Stated task
How many lines of the listing below contain the string "ground"? Reply with the number alone.

Records for this exercise
_ _ _ _ _
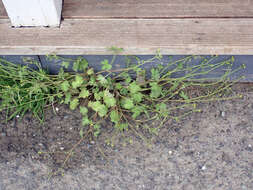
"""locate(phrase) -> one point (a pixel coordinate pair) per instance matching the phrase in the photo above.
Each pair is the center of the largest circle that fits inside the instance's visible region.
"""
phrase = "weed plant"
(115, 94)
(128, 97)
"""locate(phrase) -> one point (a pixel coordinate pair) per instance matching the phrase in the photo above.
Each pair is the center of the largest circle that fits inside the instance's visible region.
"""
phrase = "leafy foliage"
(115, 95)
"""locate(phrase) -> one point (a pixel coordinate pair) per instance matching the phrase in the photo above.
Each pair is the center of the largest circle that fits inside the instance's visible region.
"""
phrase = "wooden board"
(40, 13)
(158, 8)
(154, 9)
(136, 36)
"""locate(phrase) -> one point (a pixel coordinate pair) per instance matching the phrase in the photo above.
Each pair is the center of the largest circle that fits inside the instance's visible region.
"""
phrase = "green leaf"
(124, 91)
(74, 103)
(134, 88)
(80, 64)
(183, 95)
(101, 109)
(162, 108)
(67, 98)
(84, 93)
(83, 110)
(65, 86)
(90, 71)
(155, 74)
(122, 126)
(81, 133)
(98, 96)
(65, 64)
(77, 82)
(137, 97)
(114, 115)
(85, 121)
(156, 90)
(97, 130)
(102, 79)
(105, 65)
(118, 86)
(109, 99)
(127, 103)
(137, 110)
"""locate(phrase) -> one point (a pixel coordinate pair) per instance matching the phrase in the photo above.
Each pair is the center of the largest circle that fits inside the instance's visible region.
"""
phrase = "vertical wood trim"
(34, 12)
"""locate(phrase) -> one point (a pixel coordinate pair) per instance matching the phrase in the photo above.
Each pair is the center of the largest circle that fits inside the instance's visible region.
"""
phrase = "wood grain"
(3, 14)
(136, 36)
(157, 8)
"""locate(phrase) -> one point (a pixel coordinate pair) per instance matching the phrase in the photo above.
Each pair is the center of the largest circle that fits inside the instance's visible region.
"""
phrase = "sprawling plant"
(128, 97)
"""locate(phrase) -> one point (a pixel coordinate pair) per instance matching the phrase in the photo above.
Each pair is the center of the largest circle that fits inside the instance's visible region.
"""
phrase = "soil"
(209, 150)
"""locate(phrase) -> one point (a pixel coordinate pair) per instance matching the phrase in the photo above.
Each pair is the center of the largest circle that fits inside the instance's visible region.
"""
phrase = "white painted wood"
(34, 12)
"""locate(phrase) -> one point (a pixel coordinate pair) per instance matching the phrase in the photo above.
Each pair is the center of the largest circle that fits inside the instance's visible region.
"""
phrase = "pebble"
(223, 114)
(66, 117)
(203, 167)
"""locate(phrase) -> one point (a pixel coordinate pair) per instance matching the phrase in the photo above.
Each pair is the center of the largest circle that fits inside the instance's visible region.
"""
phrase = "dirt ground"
(205, 151)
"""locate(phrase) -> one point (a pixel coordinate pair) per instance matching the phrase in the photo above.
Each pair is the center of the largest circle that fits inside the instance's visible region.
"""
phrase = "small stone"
(223, 114)
(40, 144)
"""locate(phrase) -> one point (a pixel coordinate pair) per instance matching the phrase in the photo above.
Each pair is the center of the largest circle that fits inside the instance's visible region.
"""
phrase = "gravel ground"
(208, 150)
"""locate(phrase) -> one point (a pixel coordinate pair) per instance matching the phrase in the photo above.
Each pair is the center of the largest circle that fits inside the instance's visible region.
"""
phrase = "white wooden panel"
(34, 12)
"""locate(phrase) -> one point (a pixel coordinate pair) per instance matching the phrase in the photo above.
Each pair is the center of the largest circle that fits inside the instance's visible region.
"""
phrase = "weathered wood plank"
(40, 13)
(157, 8)
(136, 36)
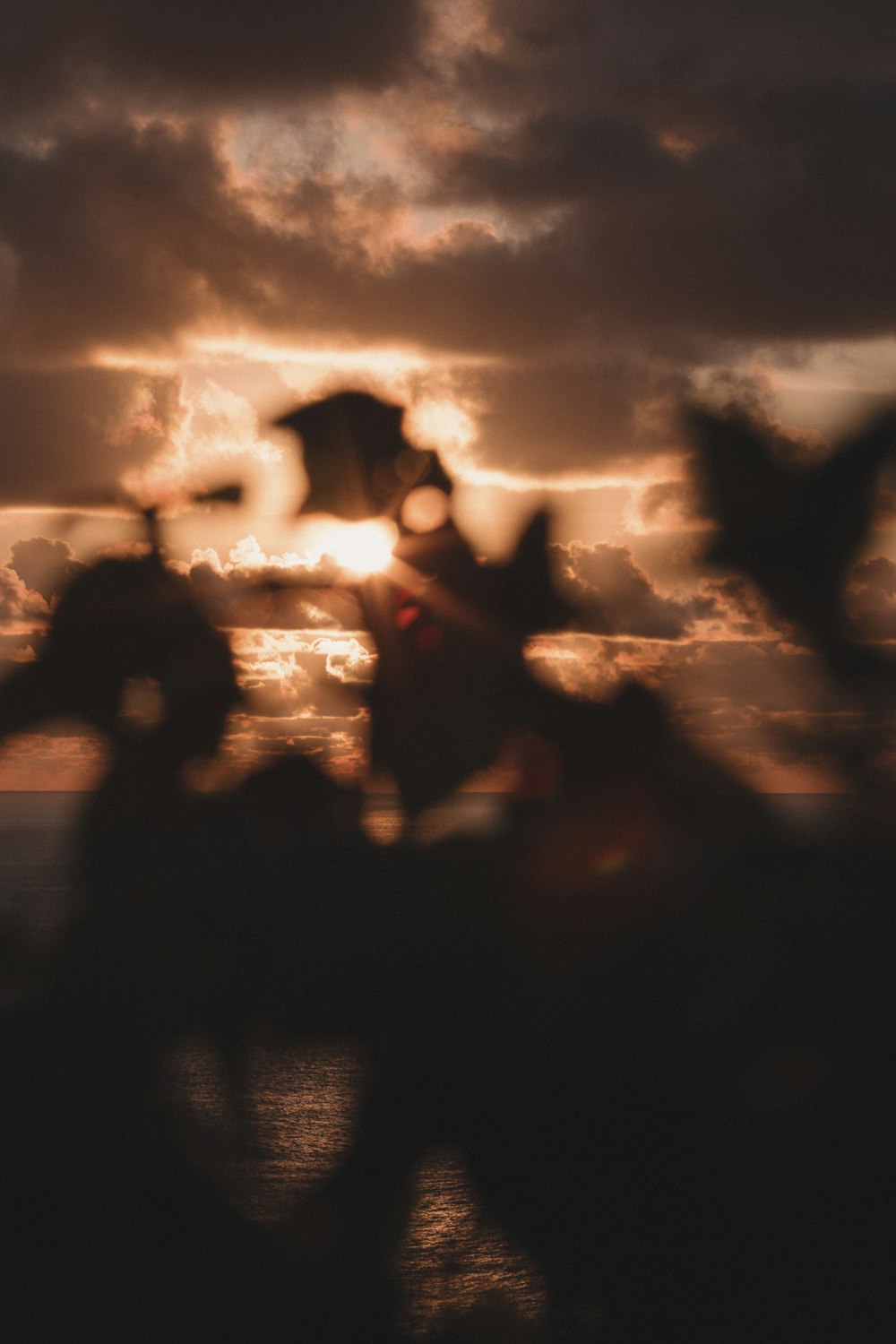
_ _ _ _ _
Task answer
2